# What the task asks
Search the material below for the word "window". Copy every line that has it.

..........

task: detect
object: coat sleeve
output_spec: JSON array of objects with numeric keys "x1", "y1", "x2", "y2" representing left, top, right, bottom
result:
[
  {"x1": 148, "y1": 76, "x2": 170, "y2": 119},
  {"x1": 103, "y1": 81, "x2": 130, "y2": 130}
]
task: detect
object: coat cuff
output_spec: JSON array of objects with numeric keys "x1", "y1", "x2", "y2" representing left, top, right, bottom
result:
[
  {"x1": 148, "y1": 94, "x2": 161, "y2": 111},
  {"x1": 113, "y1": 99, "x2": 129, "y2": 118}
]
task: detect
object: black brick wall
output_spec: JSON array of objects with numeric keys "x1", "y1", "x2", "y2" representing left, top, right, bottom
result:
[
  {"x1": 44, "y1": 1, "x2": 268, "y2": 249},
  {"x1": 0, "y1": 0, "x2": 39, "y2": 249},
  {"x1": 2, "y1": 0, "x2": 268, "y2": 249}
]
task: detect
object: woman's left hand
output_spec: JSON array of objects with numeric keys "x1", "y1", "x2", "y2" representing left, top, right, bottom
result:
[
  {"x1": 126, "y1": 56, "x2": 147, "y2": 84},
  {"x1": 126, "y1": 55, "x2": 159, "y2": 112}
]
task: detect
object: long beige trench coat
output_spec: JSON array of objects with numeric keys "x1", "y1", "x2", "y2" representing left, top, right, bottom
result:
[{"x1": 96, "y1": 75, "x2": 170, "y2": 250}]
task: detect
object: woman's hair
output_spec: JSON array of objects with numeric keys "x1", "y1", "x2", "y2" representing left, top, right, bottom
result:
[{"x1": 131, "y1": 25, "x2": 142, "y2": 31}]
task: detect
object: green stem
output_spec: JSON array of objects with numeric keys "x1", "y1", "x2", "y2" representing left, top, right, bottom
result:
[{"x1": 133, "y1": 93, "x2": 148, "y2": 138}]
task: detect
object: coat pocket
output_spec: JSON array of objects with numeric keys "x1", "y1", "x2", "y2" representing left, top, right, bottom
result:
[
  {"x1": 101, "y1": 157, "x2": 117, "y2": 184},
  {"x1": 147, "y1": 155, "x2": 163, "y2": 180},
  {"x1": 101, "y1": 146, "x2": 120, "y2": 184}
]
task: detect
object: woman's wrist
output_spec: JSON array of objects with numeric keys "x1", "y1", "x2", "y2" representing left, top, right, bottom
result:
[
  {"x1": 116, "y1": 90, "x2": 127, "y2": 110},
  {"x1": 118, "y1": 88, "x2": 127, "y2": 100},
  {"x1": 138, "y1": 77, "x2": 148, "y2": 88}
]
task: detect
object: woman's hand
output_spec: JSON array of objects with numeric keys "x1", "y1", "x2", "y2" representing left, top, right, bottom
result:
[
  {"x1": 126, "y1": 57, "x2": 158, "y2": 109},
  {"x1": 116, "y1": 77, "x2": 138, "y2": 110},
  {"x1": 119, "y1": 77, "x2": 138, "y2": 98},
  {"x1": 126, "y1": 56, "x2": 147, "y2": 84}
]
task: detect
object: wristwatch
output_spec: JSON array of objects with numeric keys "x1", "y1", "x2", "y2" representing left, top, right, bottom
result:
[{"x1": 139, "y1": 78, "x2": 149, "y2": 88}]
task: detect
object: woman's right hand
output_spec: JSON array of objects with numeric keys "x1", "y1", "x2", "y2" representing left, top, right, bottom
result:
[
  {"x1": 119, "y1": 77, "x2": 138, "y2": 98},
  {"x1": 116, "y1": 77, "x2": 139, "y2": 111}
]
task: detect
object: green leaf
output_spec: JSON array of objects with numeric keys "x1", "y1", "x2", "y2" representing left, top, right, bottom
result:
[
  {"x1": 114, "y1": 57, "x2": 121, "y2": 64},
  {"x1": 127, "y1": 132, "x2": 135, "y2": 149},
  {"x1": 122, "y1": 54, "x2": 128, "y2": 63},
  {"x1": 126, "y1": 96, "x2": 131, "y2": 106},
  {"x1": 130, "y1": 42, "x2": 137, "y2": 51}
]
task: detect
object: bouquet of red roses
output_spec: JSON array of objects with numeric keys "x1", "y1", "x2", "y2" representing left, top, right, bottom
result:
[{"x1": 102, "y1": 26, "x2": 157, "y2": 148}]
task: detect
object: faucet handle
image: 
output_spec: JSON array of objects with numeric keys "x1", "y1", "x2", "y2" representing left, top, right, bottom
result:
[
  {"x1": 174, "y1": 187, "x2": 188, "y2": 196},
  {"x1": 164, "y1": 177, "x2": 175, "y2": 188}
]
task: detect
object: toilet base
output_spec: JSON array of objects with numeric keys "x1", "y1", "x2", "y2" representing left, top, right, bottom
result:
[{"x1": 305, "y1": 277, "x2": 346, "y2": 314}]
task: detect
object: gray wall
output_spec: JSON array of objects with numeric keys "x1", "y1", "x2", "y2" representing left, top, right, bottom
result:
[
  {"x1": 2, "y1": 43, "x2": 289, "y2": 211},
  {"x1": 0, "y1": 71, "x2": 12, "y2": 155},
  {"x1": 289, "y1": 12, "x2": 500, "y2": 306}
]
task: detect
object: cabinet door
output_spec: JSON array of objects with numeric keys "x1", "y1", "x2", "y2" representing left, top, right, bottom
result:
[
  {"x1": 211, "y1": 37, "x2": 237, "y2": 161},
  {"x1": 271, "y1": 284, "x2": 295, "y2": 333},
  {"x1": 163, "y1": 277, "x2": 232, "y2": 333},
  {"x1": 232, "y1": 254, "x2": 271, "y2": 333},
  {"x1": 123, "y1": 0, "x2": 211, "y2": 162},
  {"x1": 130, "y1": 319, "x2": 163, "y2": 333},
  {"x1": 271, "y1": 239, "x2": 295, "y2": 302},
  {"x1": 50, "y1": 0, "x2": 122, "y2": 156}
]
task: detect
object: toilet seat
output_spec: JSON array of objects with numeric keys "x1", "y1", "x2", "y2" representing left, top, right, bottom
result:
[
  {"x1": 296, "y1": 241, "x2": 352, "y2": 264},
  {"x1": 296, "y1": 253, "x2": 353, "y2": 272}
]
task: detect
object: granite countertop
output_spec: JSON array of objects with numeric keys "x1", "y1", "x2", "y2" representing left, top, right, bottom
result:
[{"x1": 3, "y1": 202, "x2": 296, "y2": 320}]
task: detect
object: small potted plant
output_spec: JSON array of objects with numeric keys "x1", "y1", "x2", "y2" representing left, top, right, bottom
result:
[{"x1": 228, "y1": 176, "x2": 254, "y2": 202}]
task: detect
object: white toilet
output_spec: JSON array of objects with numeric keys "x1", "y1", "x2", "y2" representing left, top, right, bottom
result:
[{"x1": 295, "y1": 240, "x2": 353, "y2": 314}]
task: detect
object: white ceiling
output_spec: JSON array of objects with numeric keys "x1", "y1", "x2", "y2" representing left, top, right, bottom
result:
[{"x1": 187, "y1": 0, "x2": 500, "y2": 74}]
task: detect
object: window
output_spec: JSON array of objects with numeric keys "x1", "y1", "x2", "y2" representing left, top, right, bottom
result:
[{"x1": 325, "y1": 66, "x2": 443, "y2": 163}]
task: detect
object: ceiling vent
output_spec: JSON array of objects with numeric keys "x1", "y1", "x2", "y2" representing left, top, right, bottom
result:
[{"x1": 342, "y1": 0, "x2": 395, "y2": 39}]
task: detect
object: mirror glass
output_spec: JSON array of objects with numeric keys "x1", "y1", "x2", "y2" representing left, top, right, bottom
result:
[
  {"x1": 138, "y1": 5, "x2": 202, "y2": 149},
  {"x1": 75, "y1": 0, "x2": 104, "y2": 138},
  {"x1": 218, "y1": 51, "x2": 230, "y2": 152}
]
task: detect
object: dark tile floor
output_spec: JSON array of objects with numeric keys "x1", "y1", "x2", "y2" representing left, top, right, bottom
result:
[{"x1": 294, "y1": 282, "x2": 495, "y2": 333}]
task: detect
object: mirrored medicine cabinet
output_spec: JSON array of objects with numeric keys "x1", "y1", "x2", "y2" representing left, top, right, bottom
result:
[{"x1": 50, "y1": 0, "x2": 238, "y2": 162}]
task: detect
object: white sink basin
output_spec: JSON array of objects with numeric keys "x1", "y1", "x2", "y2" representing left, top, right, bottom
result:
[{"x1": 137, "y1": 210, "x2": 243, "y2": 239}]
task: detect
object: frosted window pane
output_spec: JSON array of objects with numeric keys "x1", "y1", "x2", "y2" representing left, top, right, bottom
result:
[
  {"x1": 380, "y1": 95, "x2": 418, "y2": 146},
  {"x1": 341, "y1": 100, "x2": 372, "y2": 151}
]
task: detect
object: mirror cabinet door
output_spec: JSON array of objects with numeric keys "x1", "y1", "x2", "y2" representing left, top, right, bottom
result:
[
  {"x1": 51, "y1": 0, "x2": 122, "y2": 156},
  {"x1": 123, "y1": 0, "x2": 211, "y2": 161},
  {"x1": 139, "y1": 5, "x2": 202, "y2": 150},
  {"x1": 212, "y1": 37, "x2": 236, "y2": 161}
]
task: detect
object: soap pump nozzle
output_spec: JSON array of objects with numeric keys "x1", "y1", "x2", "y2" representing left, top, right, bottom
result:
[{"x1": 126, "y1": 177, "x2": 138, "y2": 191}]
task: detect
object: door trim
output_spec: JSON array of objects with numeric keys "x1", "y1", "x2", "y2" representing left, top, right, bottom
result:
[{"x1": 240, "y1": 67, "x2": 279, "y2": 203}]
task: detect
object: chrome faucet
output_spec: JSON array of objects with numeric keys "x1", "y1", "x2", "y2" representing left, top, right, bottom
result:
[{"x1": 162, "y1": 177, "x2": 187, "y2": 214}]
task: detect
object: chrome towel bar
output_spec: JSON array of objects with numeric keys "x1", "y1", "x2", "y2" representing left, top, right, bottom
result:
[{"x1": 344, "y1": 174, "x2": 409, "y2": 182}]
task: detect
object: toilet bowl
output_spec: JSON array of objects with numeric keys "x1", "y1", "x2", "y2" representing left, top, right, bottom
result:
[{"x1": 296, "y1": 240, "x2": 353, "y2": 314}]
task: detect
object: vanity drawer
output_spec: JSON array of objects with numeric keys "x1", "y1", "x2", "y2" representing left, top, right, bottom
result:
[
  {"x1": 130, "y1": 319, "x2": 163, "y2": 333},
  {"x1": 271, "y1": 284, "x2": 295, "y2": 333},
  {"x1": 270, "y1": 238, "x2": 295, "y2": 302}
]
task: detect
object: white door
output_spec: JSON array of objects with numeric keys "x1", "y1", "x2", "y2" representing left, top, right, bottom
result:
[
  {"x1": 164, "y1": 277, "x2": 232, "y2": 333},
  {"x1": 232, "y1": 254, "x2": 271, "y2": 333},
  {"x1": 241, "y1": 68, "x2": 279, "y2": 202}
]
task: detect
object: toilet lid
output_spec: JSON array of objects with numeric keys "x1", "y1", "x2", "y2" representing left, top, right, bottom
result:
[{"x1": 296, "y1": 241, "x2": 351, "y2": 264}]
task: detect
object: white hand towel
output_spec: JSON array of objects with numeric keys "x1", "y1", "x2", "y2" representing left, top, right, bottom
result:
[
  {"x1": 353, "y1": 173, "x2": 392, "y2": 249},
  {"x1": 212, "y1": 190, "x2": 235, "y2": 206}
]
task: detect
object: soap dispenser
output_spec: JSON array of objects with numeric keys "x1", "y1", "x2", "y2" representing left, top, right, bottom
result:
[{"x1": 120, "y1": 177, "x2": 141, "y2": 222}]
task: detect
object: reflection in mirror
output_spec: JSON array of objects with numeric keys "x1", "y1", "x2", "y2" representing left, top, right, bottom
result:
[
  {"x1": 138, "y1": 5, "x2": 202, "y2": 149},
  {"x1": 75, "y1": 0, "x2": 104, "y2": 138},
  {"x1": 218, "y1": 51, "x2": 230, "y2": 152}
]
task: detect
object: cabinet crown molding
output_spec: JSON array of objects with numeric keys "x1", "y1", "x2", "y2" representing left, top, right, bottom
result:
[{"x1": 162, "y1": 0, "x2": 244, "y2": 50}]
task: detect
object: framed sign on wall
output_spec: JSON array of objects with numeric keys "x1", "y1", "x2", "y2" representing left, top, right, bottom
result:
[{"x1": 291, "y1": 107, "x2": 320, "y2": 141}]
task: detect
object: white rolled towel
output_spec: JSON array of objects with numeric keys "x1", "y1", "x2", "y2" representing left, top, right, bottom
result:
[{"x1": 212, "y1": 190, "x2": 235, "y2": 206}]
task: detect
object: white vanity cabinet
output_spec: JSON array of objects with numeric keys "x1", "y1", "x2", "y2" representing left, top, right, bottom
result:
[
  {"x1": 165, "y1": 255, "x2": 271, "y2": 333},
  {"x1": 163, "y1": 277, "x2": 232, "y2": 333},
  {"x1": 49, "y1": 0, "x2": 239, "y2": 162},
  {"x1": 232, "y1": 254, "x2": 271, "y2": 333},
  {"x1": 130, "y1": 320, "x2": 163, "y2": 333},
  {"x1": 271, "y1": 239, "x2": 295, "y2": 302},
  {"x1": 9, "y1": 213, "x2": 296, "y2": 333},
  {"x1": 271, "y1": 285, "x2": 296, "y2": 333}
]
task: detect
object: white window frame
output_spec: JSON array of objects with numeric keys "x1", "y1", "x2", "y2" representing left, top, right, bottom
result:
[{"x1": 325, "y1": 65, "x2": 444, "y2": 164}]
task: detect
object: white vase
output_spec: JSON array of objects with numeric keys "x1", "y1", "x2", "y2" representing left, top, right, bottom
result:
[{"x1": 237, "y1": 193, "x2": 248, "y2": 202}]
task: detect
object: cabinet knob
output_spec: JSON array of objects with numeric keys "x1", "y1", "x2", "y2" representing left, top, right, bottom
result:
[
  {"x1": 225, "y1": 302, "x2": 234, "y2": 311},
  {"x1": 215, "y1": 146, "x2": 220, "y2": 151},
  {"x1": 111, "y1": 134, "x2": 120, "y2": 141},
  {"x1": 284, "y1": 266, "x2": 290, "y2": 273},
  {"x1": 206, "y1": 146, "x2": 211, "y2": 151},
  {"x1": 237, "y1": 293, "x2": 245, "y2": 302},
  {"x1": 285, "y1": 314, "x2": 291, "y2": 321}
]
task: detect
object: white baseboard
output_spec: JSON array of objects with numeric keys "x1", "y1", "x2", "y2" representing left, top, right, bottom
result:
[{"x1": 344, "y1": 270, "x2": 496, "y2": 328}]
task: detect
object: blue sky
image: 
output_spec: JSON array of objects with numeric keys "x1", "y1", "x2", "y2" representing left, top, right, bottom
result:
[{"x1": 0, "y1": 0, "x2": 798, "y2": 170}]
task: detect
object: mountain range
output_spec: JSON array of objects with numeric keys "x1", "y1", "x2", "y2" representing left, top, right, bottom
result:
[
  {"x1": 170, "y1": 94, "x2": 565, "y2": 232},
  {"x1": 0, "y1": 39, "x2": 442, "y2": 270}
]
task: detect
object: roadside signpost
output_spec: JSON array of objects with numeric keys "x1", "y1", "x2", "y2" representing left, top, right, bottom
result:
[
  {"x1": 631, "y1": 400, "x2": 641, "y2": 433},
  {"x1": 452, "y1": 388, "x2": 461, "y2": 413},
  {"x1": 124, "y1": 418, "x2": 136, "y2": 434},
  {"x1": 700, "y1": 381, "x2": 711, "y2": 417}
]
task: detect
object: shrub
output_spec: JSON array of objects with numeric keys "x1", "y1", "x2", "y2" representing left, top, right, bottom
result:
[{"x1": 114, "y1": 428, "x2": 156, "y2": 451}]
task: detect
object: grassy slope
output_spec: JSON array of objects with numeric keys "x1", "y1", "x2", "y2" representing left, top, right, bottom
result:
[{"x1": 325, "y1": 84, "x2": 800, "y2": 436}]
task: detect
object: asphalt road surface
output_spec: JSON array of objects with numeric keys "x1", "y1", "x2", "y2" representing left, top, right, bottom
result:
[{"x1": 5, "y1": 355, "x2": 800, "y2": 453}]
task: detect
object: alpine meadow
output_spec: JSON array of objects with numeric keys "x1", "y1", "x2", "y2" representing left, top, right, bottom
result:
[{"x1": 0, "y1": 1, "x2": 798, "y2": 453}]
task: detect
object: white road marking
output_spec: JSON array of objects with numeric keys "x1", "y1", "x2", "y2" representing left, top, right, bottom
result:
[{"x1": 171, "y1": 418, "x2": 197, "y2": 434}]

..........

# Exercise response
object: window
object: frosted window pane
object: white window frame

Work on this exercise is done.